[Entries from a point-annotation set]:
_ _ _ _ _ _ _
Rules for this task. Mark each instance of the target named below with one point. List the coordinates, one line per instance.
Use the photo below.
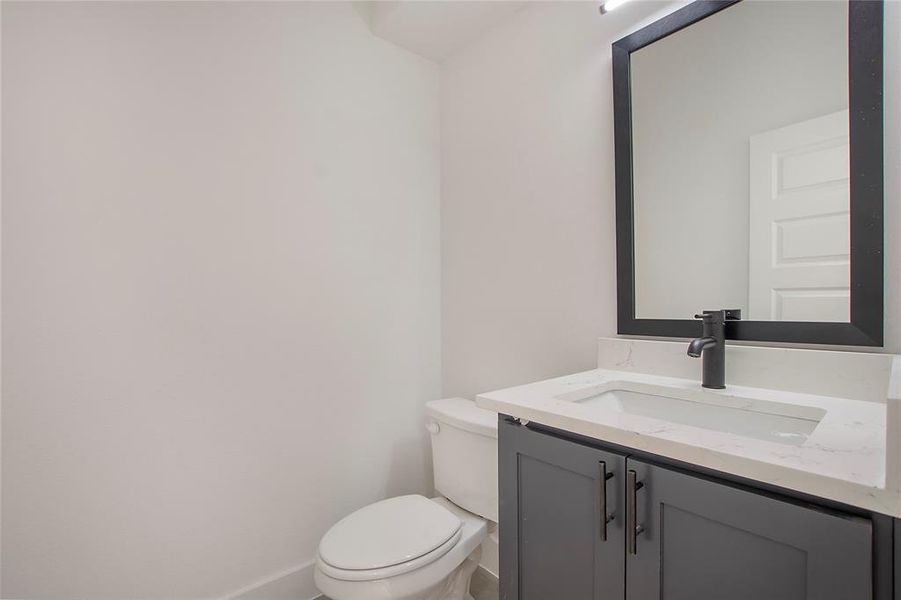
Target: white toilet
(413, 547)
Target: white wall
(528, 254)
(220, 289)
(693, 112)
(527, 196)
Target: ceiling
(434, 29)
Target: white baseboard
(295, 583)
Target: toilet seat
(388, 538)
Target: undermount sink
(764, 420)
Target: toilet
(413, 547)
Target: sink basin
(770, 421)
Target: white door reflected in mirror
(740, 165)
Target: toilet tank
(464, 454)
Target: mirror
(749, 146)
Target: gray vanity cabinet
(696, 538)
(702, 539)
(553, 541)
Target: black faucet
(712, 345)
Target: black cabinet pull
(606, 517)
(632, 526)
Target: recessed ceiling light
(610, 5)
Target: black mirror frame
(865, 73)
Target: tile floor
(482, 587)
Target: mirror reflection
(740, 165)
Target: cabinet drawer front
(552, 533)
(703, 540)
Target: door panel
(799, 265)
(551, 530)
(709, 541)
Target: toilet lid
(388, 533)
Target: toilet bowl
(416, 548)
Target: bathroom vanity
(749, 186)
(630, 481)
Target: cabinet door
(552, 534)
(703, 540)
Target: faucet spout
(711, 345)
(698, 345)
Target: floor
(482, 587)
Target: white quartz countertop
(842, 459)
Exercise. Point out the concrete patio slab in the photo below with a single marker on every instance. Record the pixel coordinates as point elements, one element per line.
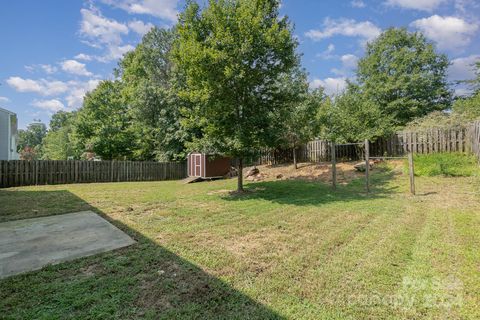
<point>30,244</point>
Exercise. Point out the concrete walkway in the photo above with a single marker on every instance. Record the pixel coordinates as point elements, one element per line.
<point>30,244</point>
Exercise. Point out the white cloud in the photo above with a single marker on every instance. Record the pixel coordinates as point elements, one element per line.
<point>345,27</point>
<point>41,86</point>
<point>98,28</point>
<point>24,85</point>
<point>448,32</point>
<point>463,68</point>
<point>332,86</point>
<point>104,33</point>
<point>75,67</point>
<point>49,69</point>
<point>165,9</point>
<point>140,27</point>
<point>114,53</point>
<point>349,61</point>
<point>84,57</point>
<point>328,53</point>
<point>424,5</point>
<point>77,92</point>
<point>53,105</point>
<point>357,4</point>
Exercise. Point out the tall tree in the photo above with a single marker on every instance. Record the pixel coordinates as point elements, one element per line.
<point>147,77</point>
<point>104,124</point>
<point>404,75</point>
<point>58,143</point>
<point>29,143</point>
<point>469,107</point>
<point>300,122</point>
<point>232,55</point>
<point>352,118</point>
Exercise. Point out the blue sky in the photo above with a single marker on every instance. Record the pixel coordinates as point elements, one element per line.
<point>56,50</point>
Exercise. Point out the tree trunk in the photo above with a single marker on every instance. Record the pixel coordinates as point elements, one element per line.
<point>295,158</point>
<point>240,175</point>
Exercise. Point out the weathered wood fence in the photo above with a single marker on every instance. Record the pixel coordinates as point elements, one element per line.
<point>475,139</point>
<point>23,173</point>
<point>399,144</point>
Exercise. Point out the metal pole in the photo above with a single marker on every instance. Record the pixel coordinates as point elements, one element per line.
<point>334,166</point>
<point>411,170</point>
<point>367,165</point>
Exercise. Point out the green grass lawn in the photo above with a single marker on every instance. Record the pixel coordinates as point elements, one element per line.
<point>454,164</point>
<point>287,249</point>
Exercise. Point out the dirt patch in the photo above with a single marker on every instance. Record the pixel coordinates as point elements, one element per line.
<point>308,171</point>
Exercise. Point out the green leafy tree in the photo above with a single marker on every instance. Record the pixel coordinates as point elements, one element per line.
<point>29,144</point>
<point>232,55</point>
<point>469,107</point>
<point>404,76</point>
<point>103,124</point>
<point>300,122</point>
<point>147,78</point>
<point>58,143</point>
<point>353,118</point>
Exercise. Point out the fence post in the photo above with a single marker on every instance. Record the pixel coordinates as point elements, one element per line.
<point>411,173</point>
<point>367,165</point>
<point>334,166</point>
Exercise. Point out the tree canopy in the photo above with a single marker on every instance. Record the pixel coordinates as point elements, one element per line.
<point>404,76</point>
<point>232,55</point>
<point>103,123</point>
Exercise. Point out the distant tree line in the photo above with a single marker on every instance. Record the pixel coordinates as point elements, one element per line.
<point>227,79</point>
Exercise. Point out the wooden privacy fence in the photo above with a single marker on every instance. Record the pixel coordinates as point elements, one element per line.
<point>475,139</point>
<point>23,173</point>
<point>399,144</point>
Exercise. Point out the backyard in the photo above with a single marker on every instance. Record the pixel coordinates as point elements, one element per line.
<point>285,249</point>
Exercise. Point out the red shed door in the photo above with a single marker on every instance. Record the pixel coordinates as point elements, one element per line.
<point>198,165</point>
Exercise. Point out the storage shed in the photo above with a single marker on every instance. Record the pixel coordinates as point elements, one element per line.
<point>207,166</point>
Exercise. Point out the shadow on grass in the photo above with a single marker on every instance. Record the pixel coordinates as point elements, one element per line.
<point>144,280</point>
<point>307,192</point>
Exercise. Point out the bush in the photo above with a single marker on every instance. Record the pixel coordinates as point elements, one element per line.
<point>446,164</point>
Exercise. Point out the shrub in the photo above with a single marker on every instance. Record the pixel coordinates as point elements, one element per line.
<point>446,164</point>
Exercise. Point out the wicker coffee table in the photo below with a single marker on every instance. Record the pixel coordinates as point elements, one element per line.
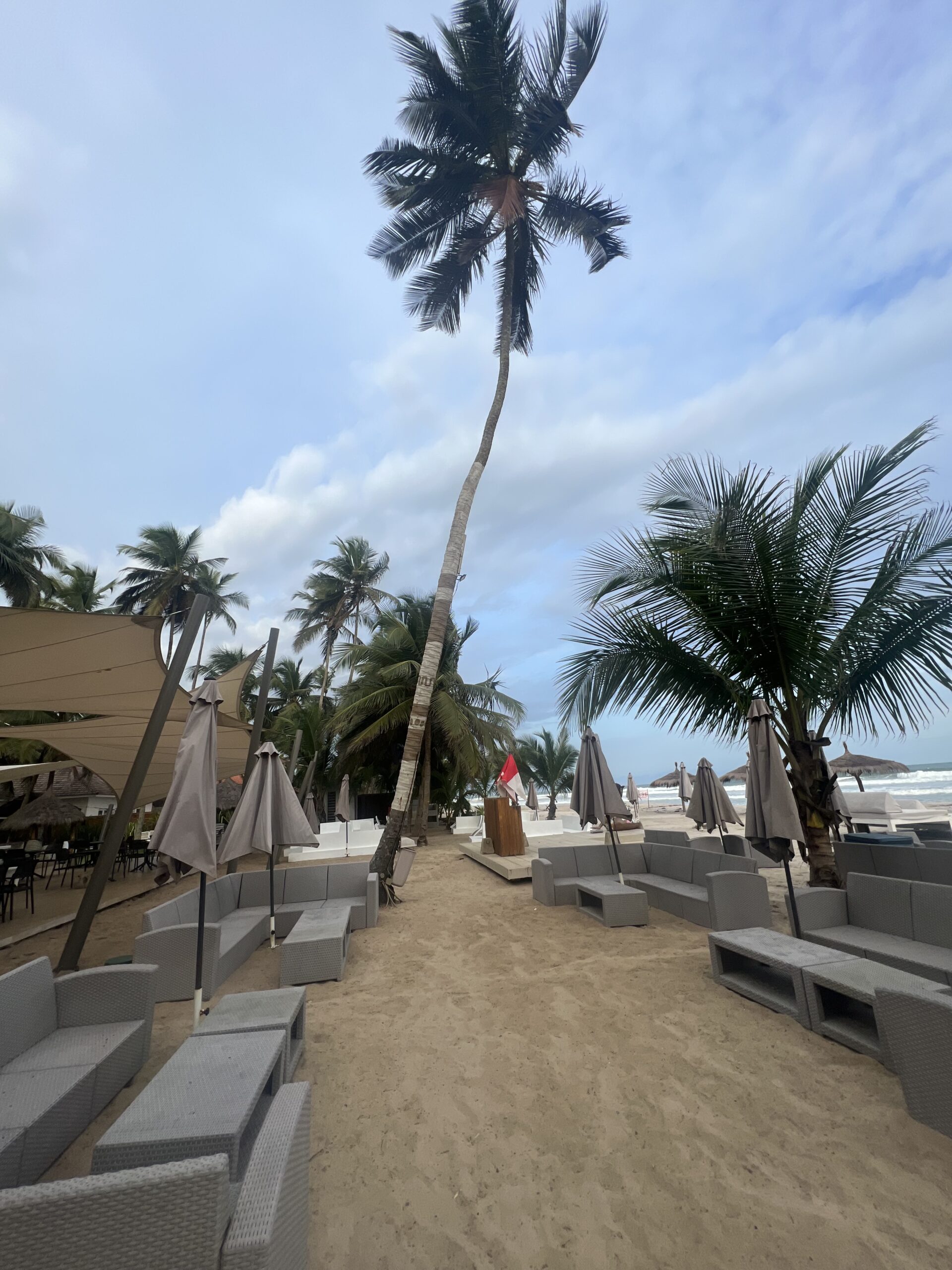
<point>842,1001</point>
<point>210,1098</point>
<point>263,1012</point>
<point>769,967</point>
<point>612,902</point>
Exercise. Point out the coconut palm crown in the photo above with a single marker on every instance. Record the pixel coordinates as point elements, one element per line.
<point>829,597</point>
<point>486,119</point>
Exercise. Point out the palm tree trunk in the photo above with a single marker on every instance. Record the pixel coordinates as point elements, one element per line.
<point>424,793</point>
<point>201,651</point>
<point>357,628</point>
<point>382,863</point>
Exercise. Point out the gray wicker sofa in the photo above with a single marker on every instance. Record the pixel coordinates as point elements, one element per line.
<point>903,924</point>
<point>673,878</point>
<point>180,1216</point>
<point>238,920</point>
<point>67,1047</point>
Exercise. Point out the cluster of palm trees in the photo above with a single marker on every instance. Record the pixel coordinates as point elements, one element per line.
<point>370,640</point>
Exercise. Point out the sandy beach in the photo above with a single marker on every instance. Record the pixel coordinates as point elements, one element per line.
<point>497,1083</point>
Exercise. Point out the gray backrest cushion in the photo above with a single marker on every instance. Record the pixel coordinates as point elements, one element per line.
<point>660,859</point>
<point>706,863</point>
<point>681,864</point>
<point>229,888</point>
<point>595,860</point>
<point>853,858</point>
<point>255,887</point>
<point>162,916</point>
<point>563,860</point>
<point>932,913</point>
<point>895,863</point>
<point>631,858</point>
<point>212,906</point>
<point>669,837</point>
<point>305,883</point>
<point>708,842</point>
<point>880,905</point>
<point>348,881</point>
<point>187,906</point>
<point>935,865</point>
<point>27,1008</point>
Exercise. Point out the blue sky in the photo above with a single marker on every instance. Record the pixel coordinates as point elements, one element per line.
<point>191,328</point>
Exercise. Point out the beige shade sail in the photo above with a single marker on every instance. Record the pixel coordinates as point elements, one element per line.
<point>92,663</point>
<point>108,747</point>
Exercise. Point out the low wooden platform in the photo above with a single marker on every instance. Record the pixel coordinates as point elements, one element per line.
<point>512,868</point>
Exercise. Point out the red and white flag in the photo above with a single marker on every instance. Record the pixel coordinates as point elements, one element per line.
<point>509,781</point>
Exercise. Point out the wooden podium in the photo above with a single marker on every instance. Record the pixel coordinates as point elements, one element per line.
<point>504,827</point>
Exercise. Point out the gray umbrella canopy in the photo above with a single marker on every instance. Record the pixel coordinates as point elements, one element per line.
<point>342,810</point>
<point>186,828</point>
<point>268,815</point>
<point>532,798</point>
<point>311,813</point>
<point>772,822</point>
<point>710,808</point>
<point>633,792</point>
<point>595,794</point>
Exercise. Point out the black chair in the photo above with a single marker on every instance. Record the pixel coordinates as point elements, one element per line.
<point>19,882</point>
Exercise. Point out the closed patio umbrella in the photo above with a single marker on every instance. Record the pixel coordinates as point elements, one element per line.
<point>532,801</point>
<point>710,808</point>
<point>595,794</point>
<point>186,827</point>
<point>772,821</point>
<point>267,817</point>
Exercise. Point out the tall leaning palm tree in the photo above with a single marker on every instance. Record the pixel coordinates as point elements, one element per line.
<point>550,760</point>
<point>341,592</point>
<point>23,557</point>
<point>829,597</point>
<point>476,182</point>
<point>167,575</point>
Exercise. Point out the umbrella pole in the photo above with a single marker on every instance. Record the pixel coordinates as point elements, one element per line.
<point>200,954</point>
<point>792,899</point>
<point>271,886</point>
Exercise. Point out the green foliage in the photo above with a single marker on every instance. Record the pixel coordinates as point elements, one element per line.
<point>486,117</point>
<point>468,719</point>
<point>23,557</point>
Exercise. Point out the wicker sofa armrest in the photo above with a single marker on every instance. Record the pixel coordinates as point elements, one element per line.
<point>819,908</point>
<point>372,898</point>
<point>173,951</point>
<point>272,1218</point>
<point>542,882</point>
<point>106,995</point>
_ _ _ _ _ _ _
[What is required]: Lay out the stretch of data that opens with the line containing "Exercise. Point out the wicker coffee" and closes with the line containing "<point>486,119</point>" as a JSON list of strings, one string per line, with blank lines dropped. Omit the pictures from your answer.

[Complete answer]:
[
  "Exercise. Point out the wicker coffee table in the photo below with a single marker on every instance. Record the pixel coordinates as point elements, one element per line.",
  "<point>842,1001</point>",
  "<point>210,1098</point>",
  "<point>263,1012</point>",
  "<point>769,967</point>",
  "<point>612,902</point>",
  "Exercise. Point out the coconut palm crown in the photo above with a single marker on every instance. Record the pixel coordinates as point elements, one element per line.",
  "<point>829,597</point>",
  "<point>486,119</point>"
]